▶ [TASK INSTRUCTIONS]
Every record below should be transcribed exactly. Omit the images.

——

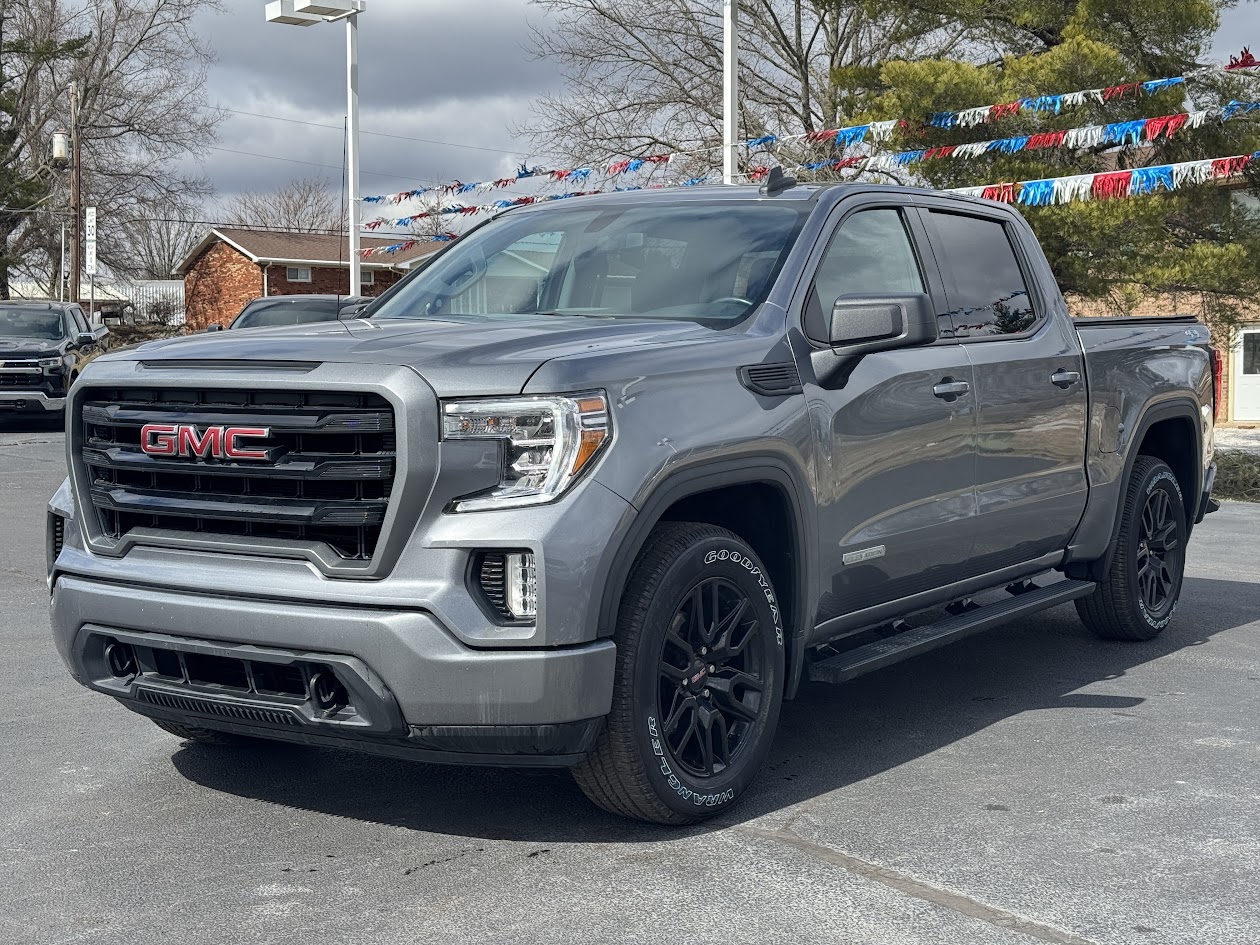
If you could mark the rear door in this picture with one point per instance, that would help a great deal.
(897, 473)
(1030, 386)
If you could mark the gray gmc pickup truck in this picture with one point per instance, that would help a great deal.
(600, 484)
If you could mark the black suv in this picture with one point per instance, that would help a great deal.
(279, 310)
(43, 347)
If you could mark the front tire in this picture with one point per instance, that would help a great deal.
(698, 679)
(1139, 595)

——

▶ [WRITTEN ANSWER]
If you could mark the rear door in this picture with one point per instance, that would help a great deal.
(897, 473)
(1030, 386)
If you could mark the gray gmc pickup truck in this picture with one point per instance, that would help a great deal.
(600, 484)
If you could mark the black suv in this picture with one point per instance, that would help a great deal.
(279, 310)
(43, 347)
If you could mark the front tire in this picture with one point per instance, that would help a great deal.
(698, 679)
(1139, 595)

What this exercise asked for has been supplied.